→ **Recorded data**:
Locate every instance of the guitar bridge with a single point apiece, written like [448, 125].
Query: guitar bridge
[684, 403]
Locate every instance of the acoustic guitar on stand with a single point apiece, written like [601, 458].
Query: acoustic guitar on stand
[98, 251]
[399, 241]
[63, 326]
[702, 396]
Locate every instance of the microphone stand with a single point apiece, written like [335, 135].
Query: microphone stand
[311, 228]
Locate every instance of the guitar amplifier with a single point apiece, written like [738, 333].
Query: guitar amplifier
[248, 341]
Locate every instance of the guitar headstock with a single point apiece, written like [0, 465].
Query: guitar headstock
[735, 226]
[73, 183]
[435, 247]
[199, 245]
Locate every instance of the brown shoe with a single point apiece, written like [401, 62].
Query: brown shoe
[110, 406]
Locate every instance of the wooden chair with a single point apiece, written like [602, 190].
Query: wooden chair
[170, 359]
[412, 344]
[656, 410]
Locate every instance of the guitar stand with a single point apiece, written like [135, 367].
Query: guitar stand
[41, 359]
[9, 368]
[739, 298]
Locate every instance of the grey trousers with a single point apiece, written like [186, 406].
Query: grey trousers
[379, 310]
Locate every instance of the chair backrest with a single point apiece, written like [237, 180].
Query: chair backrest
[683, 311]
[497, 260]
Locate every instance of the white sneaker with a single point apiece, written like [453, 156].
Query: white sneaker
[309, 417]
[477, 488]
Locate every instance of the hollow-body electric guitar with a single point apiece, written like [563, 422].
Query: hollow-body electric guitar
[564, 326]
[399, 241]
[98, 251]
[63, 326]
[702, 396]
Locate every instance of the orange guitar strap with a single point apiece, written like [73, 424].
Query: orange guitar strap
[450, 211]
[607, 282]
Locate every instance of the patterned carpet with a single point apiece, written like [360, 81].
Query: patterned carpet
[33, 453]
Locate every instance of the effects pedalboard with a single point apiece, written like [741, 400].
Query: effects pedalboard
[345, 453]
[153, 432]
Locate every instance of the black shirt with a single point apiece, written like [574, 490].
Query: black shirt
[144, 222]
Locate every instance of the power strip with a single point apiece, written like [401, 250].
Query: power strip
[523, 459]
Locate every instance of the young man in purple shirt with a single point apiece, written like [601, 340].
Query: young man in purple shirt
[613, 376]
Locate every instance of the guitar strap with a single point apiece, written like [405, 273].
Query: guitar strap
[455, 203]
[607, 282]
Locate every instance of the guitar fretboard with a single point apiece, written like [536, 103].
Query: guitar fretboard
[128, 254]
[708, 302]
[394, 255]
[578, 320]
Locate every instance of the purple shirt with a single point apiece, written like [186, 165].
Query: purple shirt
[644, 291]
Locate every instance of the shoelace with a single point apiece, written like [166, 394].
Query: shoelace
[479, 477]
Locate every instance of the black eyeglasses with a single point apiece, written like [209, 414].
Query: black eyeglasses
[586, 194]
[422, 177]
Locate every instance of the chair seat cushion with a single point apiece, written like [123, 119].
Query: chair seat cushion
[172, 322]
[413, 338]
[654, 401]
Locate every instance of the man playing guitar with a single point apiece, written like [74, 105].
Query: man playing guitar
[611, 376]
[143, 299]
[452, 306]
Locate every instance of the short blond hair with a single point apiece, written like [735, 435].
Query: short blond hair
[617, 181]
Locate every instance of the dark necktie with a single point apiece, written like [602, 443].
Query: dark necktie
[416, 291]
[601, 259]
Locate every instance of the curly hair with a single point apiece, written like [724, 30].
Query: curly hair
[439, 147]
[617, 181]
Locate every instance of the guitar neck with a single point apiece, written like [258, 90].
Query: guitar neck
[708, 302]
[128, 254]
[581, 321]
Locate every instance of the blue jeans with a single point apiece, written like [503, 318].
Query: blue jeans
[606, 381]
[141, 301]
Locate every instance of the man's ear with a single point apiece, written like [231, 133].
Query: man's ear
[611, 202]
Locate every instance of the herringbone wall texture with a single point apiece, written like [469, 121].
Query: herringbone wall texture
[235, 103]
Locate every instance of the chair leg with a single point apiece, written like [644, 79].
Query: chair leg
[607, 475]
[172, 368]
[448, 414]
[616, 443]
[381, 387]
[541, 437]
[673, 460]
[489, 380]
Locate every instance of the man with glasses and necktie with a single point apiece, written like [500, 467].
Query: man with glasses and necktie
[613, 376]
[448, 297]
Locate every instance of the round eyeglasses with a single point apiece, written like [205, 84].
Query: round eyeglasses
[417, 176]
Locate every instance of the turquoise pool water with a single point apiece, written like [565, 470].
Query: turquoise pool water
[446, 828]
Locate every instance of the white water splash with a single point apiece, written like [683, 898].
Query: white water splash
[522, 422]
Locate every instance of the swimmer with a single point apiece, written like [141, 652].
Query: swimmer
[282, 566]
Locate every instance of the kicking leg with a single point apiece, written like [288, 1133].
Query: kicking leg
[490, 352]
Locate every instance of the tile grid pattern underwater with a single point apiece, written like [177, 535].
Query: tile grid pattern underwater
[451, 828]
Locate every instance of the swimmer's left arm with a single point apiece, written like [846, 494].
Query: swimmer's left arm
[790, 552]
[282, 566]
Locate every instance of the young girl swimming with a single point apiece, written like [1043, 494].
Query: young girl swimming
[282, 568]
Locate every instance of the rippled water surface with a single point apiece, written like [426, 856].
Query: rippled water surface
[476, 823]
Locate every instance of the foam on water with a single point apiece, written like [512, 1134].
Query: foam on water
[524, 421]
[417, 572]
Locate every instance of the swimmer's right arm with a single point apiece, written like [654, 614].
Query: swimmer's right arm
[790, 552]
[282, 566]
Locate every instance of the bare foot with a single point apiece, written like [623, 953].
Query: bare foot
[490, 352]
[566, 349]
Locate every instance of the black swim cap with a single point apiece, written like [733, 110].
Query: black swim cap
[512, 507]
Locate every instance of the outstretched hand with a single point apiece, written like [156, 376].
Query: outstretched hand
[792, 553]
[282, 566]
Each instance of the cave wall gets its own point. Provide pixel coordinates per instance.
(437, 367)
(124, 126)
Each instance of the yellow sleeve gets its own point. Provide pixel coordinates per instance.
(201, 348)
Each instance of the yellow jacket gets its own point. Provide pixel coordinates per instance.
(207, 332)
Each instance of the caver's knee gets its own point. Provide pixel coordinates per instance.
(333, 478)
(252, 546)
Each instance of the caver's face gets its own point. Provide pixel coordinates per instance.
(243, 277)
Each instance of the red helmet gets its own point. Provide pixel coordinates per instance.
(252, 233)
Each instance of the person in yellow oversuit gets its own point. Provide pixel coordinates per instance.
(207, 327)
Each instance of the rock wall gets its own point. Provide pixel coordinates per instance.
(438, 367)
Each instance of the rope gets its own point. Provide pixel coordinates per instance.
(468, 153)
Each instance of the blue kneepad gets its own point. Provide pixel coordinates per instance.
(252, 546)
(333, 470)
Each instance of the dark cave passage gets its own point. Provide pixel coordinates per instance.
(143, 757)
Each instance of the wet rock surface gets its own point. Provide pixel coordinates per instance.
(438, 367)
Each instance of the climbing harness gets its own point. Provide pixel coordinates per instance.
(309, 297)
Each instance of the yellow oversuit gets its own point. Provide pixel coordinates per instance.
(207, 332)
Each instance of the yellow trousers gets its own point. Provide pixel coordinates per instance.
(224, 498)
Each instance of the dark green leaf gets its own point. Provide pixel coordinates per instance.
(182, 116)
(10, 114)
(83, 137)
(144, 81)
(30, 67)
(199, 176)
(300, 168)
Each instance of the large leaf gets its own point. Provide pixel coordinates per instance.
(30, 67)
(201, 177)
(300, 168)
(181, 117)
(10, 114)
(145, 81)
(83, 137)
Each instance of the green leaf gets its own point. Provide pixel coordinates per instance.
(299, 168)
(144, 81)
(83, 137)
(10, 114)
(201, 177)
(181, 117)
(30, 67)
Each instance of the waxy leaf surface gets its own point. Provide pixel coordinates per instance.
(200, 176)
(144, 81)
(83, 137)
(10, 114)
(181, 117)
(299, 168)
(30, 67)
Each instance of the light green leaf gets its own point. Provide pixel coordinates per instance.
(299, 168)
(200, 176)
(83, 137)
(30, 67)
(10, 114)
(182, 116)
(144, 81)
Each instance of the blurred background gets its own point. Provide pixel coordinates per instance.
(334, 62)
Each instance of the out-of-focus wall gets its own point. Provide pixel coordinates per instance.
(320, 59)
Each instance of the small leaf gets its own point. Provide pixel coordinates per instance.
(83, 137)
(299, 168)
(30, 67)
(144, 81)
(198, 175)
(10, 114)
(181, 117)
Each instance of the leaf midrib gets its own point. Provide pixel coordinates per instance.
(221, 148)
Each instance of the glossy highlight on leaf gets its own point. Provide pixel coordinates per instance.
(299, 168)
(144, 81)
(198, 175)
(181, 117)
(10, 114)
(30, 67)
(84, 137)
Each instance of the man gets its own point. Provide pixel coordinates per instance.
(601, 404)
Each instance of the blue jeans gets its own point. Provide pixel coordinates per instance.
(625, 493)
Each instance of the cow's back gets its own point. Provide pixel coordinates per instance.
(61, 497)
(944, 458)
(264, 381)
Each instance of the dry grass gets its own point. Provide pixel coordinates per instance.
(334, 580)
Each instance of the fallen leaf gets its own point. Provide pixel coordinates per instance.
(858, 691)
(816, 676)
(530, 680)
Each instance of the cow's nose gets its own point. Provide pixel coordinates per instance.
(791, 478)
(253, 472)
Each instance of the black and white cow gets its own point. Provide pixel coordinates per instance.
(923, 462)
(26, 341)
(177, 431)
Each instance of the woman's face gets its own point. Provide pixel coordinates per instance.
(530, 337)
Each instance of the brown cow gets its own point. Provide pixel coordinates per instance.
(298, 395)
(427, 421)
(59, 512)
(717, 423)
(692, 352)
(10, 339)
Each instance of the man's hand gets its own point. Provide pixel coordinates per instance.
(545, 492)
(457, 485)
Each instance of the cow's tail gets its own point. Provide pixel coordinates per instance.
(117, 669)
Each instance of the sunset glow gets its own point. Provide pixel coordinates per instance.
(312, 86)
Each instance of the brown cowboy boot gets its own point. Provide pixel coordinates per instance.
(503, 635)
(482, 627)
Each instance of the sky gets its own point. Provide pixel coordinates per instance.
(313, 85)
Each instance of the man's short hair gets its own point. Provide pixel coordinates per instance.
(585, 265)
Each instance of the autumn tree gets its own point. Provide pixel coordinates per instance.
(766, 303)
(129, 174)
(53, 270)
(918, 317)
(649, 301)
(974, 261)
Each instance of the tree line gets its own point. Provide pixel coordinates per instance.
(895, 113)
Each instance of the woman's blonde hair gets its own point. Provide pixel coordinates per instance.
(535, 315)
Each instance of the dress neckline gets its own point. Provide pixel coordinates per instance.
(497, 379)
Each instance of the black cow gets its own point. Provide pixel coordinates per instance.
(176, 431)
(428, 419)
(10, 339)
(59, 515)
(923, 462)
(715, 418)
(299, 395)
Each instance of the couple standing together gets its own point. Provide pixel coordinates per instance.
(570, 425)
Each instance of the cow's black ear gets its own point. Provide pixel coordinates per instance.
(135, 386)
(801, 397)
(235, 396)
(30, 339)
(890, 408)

→ **WRITTEN REQUEST**:
In the entries above, take the line containing "Each instance of the woman's blonde" and each later line through the last, and repeat them exactly. Output nothing else.

→ **TASK RESULT**:
Each instance of the woman's blonde hair gets its own point. Provide pixel coordinates per instance.
(535, 315)
Each instance of the dress neckline gets its own point. Provide pixel coordinates per instance.
(497, 379)
Each instance of the black cow gets its own point. Provide pixel coordinates per instance.
(176, 431)
(428, 419)
(10, 339)
(59, 515)
(923, 462)
(715, 418)
(299, 395)
Each instance of the couple standing together gets its own point. Provide pixel coordinates per instance.
(570, 425)
Each instance of the cow's black ear gets its own point. Provide pixel coordinates per instance.
(135, 386)
(801, 397)
(235, 396)
(30, 339)
(890, 408)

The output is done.